- Exercise directions -
Please repeat everything in the records from the line containing "query: white pitch line" down to the line containing "[[[116,136],[123,138],[123,128],[102,126],[102,136]]]", both included, and leave out the pictures.

- Extracted entries -
═══

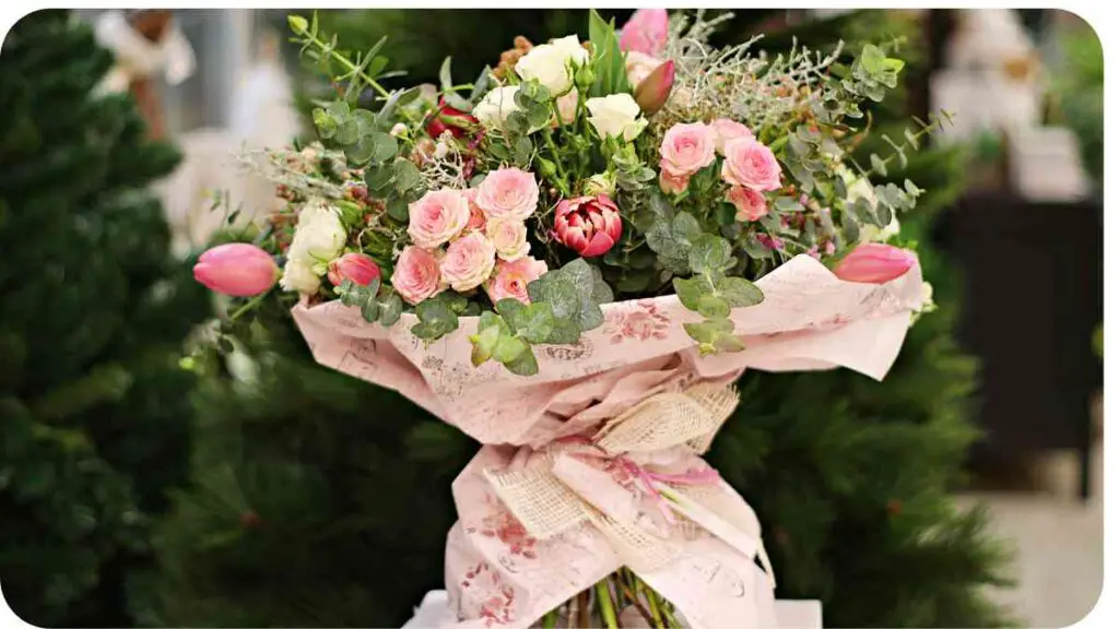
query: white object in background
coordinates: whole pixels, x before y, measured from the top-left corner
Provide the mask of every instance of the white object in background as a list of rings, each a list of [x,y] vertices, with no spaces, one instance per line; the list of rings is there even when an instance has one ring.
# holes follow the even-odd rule
[[[1008,134],[1009,179],[1024,198],[1040,203],[1082,199],[1091,185],[1080,159],[1080,141],[1064,126],[1038,126]]]
[[[946,46],[948,67],[999,68],[1034,50],[1026,27],[1014,9],[960,9],[956,31]]]
[[[94,36],[97,44],[111,50],[116,59],[102,81],[102,92],[124,92],[132,81],[151,77],[159,72],[171,85],[178,85],[195,74],[195,49],[173,21],[163,38],[152,43],[132,28],[124,11],[105,11],[94,25]]]
[[[1014,132],[1042,120],[1044,102],[1036,86],[1009,79],[996,69],[940,71],[929,81],[932,111],[952,114],[938,141],[959,142],[980,131]]]
[[[820,601],[777,601],[775,629],[824,629],[824,611]],[[439,629],[454,625],[454,613],[445,590],[432,590],[424,595],[415,616],[403,629]]]

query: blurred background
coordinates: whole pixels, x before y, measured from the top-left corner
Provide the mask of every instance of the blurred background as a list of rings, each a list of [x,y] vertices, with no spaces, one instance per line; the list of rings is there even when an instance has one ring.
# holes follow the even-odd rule
[[[586,36],[583,10],[319,19],[354,50],[387,36],[401,85]],[[476,445],[316,366],[283,312],[205,349],[222,329],[191,260],[276,203],[236,153],[308,137],[329,95],[285,25],[47,11],[4,39],[0,589],[32,625],[398,627],[442,586]],[[1072,625],[1103,572],[1099,38],[982,9],[741,10],[715,39],[759,32],[771,54],[895,47],[873,135],[953,114],[891,175],[929,190],[904,232],[938,310],[884,383],[747,374],[711,453],[774,544],[779,597],[821,600],[828,627]]]

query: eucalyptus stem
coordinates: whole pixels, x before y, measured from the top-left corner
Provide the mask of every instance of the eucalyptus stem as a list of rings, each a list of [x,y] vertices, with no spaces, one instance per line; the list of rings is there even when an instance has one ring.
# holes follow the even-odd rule
[[[618,629],[618,614],[614,612],[614,602],[610,598],[606,579],[594,584],[594,593],[598,594],[599,608],[602,610],[602,621],[606,623],[606,629]]]
[[[253,308],[255,308],[257,304],[260,304],[262,301],[264,301],[264,298],[267,297],[267,294],[270,292],[272,292],[272,291],[271,290],[266,290],[266,291],[262,292],[261,294],[254,297],[253,299],[250,299],[248,301],[246,301],[244,304],[242,304],[241,308],[236,309],[233,312],[233,314],[229,314],[229,320],[231,321],[236,321],[238,317],[241,317],[245,312],[248,312],[250,310],[252,310]]]

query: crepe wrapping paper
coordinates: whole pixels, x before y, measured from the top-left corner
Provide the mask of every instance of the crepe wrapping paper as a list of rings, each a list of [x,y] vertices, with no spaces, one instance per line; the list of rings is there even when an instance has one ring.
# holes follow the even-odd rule
[[[300,303],[292,314],[320,364],[399,391],[483,443],[453,485],[459,522],[445,560],[459,620],[452,626],[529,627],[626,565],[622,556],[631,558],[611,527],[584,520],[534,536],[513,515],[495,479],[544,470],[590,513],[664,542],[667,558],[629,567],[690,627],[724,627],[727,619],[775,627],[772,574],[754,563],[764,560],[760,525],[728,485],[720,480],[690,489],[680,495],[686,517],[666,519],[657,497],[619,472],[632,470],[632,463],[665,476],[703,470],[698,454],[714,431],[659,451],[615,452],[613,459],[587,458],[571,444],[573,439],[593,444],[606,421],[642,402],[731,385],[746,368],[847,367],[882,379],[923,301],[919,265],[888,283],[863,284],[841,281],[814,257],[799,255],[756,283],[764,301],[731,313],[743,351],[699,356],[683,323],[702,318],[676,295],[665,295],[604,304],[604,325],[577,344],[534,347],[539,364],[534,376],[510,374],[495,363],[471,364],[468,336],[476,332],[477,318],[460,318],[457,331],[425,345],[410,331],[412,314],[388,329],[337,301]]]

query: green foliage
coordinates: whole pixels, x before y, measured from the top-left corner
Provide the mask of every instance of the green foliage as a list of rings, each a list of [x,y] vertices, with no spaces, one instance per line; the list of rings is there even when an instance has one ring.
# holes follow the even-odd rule
[[[399,627],[442,588],[451,482],[477,445],[314,364],[286,304],[257,330],[255,376],[213,373],[195,396],[191,482],[159,526],[158,569],[129,582],[137,622]]]
[[[145,140],[112,64],[60,11],[0,54],[0,582],[40,626],[125,626],[120,581],[185,480],[195,376],[181,341],[208,313],[144,188],[179,156]]]

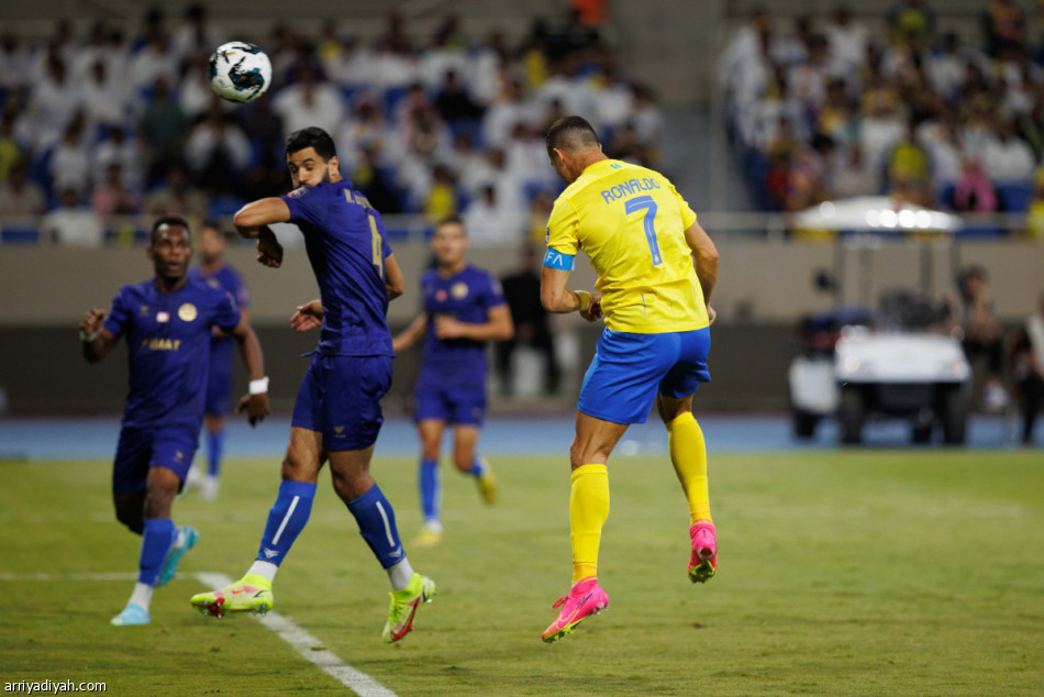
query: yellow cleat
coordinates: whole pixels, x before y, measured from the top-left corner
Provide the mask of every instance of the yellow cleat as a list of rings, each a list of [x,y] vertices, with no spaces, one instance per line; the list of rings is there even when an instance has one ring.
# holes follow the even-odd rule
[[[231,586],[198,593],[189,602],[210,617],[224,617],[227,612],[265,615],[273,605],[271,582],[257,574],[247,574]]]
[[[488,462],[482,460],[482,464],[485,465],[485,472],[478,478],[478,493],[482,495],[482,500],[487,504],[496,504],[497,494],[499,493],[497,475],[493,474],[493,468],[489,466]]]

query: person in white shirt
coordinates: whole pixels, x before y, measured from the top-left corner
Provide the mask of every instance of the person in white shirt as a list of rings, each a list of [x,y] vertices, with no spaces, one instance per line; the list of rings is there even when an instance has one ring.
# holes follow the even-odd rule
[[[1029,185],[1035,166],[1033,151],[1014,135],[1008,119],[998,117],[993,130],[993,137],[987,139],[982,145],[982,168],[986,176],[996,186]]]

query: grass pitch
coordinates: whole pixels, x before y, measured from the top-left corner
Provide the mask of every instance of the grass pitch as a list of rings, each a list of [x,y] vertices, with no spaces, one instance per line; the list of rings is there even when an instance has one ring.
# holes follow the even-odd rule
[[[1039,452],[713,455],[720,569],[686,578],[688,516],[666,455],[614,457],[599,579],[611,599],[570,637],[540,632],[569,584],[565,455],[495,458],[495,507],[444,465],[446,535],[411,549],[415,463],[378,457],[415,568],[438,584],[417,630],[380,642],[387,583],[320,483],[275,586],[276,611],[401,695],[1040,694],[1044,462]],[[343,694],[260,623],[215,621],[181,575],[153,624],[113,628],[137,538],[114,520],[109,463],[0,464],[0,682],[98,681],[109,694]],[[238,577],[278,457],[232,460],[221,498],[175,520],[202,538],[182,572]],[[52,574],[30,580],[26,574]]]

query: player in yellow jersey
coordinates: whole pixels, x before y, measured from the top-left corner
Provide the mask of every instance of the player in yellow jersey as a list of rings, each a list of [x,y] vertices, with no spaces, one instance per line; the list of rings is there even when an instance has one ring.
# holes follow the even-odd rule
[[[569,185],[547,224],[541,300],[552,312],[578,310],[606,329],[584,376],[577,403],[569,523],[573,587],[542,638],[552,642],[609,607],[598,585],[598,545],[609,517],[606,462],[653,401],[667,427],[670,462],[689,502],[689,578],[718,569],[718,541],[707,489],[707,449],[692,417],[692,394],[710,380],[707,355],[714,310],[718,250],[666,177],[609,159],[591,124],[559,119],[547,131],[547,154]],[[592,292],[566,283],[577,251],[598,273]],[[693,263],[695,258],[695,263]]]

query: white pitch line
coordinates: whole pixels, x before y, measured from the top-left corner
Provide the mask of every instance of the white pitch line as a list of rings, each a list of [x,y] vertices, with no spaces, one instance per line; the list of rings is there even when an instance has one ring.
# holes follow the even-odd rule
[[[211,588],[223,588],[230,585],[231,578],[224,574],[200,572],[197,574],[179,574],[181,578],[196,577]],[[96,573],[96,574],[10,574],[0,573],[0,580],[26,582],[26,580],[135,580],[137,574],[134,573]],[[323,673],[337,679],[342,685],[354,692],[359,697],[396,697],[396,694],[371,678],[366,673],[356,671],[351,665],[342,661],[337,654],[330,651],[307,631],[295,624],[291,620],[269,612],[263,617],[255,617],[262,624],[276,632],[281,640],[293,646],[309,663],[319,667]]]
[[[211,588],[223,588],[233,583],[224,574],[199,573],[196,577]],[[359,697],[396,697],[396,694],[371,678],[366,673],[356,671],[342,661],[335,653],[323,646],[322,642],[295,624],[291,620],[276,612],[268,612],[257,620],[276,632],[280,639],[293,646],[309,663],[312,663],[323,673],[336,678],[342,685]]]

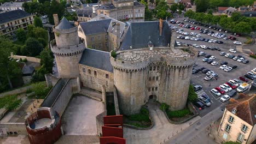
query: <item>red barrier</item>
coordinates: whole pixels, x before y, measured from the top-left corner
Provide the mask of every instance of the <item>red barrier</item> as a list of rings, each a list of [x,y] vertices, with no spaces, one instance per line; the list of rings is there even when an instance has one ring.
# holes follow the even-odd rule
[[[114,136],[100,137],[100,142],[101,144],[125,144],[125,139]]]
[[[116,136],[123,138],[123,128],[102,126],[102,136]]]

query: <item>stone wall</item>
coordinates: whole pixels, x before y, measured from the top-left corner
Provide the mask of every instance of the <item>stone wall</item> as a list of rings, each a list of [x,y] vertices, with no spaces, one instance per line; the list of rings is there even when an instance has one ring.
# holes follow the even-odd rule
[[[83,68],[85,69],[85,72]],[[96,75],[94,74],[94,71],[96,71]],[[107,92],[113,92],[114,76],[112,73],[80,64],[79,71],[83,87],[101,92],[102,86],[105,85]],[[108,77],[106,74],[108,75]]]
[[[6,130],[7,132],[16,132],[18,134],[27,135],[27,130],[25,123],[1,123],[0,130]]]

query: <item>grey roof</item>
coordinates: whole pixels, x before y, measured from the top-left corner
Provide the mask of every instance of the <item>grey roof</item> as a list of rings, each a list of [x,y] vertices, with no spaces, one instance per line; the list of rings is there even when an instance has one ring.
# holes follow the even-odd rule
[[[31,74],[34,71],[34,68],[30,65],[24,65],[22,68],[22,74]]]
[[[0,14],[0,24],[25,17],[31,15],[18,9]]]
[[[107,32],[111,19],[80,22],[79,23],[85,35]]]
[[[23,3],[17,3],[17,2],[6,2],[2,4],[1,7],[22,7]]]
[[[66,29],[73,28],[74,26],[71,24],[65,17],[62,18],[61,21],[56,26],[55,28],[57,29]]]
[[[92,8],[90,7],[86,7],[77,10],[77,14],[79,16],[91,17],[92,13]]]
[[[85,49],[80,64],[113,73],[110,62],[110,53],[90,49]]]
[[[123,40],[119,50],[148,47],[150,41],[154,47],[167,46],[171,41],[171,30],[166,21],[162,22],[162,35],[159,35],[159,22],[132,22]]]
[[[113,9],[115,8],[115,6],[112,3],[105,3],[101,5],[98,9]]]

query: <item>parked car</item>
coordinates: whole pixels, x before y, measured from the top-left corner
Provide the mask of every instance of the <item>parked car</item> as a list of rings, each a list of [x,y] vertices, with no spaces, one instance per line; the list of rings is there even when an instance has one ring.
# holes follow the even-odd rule
[[[222,94],[216,89],[213,88],[211,90],[211,92],[213,94],[218,96],[218,97],[219,97]]]
[[[193,88],[194,88],[194,91],[195,91],[195,92],[196,92],[196,91],[202,89],[202,87],[200,85],[196,85],[196,86],[194,86]]]
[[[222,96],[220,98],[220,100],[222,102],[225,102],[229,100],[230,99],[230,97],[228,95],[226,94],[226,95]]]
[[[236,95],[237,93],[237,92],[236,92],[236,90],[232,90],[231,92],[230,92],[228,94],[228,95],[230,97],[232,97]]]
[[[246,79],[246,77],[243,77],[243,76],[240,76],[239,77],[239,79],[240,79],[241,80],[243,81],[245,81],[245,82],[247,82],[248,81],[249,81],[249,80],[248,80],[247,79]]]

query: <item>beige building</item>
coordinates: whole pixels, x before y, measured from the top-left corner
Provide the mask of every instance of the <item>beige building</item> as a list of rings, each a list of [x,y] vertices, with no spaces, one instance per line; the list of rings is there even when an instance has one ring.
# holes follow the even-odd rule
[[[107,15],[119,21],[144,21],[145,5],[131,0],[111,1],[97,9],[97,14]]]
[[[89,22],[80,23],[78,36],[86,47],[110,52],[120,45],[126,28],[125,23],[100,14]]]
[[[5,35],[11,40],[16,39],[15,32],[21,28],[25,30],[29,25],[33,24],[33,15],[22,10],[15,10],[0,14],[0,35]]]
[[[219,136],[225,141],[252,143],[256,140],[256,94],[241,94],[230,102],[220,122]]]

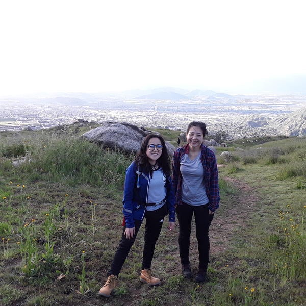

═══

- Finished task -
query: white pitch line
coordinates: whole pixels, x before y, measured from the top-left corner
Provide the mask of every instance of the white pitch line as a list of rings, each a list of [x,y] vertices, with no spaces, one instance per line; the list of rings is there even when an instance has one ring.
# holes follow the even-odd rule
[[[211,588],[223,588],[230,585],[231,578],[224,574],[200,572],[197,574],[179,574],[181,578],[196,577]],[[96,573],[96,574],[10,574],[0,573],[0,580],[26,582],[26,580],[135,580],[137,574],[134,573]],[[323,673],[337,679],[342,685],[354,692],[359,697],[396,697],[396,694],[371,678],[366,673],[356,671],[351,665],[342,661],[337,654],[330,651],[307,631],[295,624],[291,620],[269,612],[263,617],[255,617],[262,624],[276,632],[281,640],[293,646],[309,663],[319,667]]]
[[[211,588],[223,588],[233,583],[224,574],[199,573],[196,577]],[[359,697],[396,697],[396,694],[371,678],[366,673],[356,671],[342,661],[335,653],[323,646],[322,642],[295,624],[291,620],[276,612],[268,612],[257,620],[276,632],[280,639],[293,646],[309,663],[312,663],[323,673],[336,678],[342,685]]]

query: <item>red barrier</item>
coordinates: whole pixels, x before y, measured from the top-left corner
Provide the mask of every instance of the <item>red barrier</item> as a list of rings, each a list of [x,y] vertices, with no spaces, one instance per line; the list of rings is there even when an instance has one ring.
# holes follow the even-odd rule
[[[114,136],[100,137],[100,142],[101,144],[125,144],[125,139]]]
[[[116,136],[123,138],[123,128],[102,126],[102,136]]]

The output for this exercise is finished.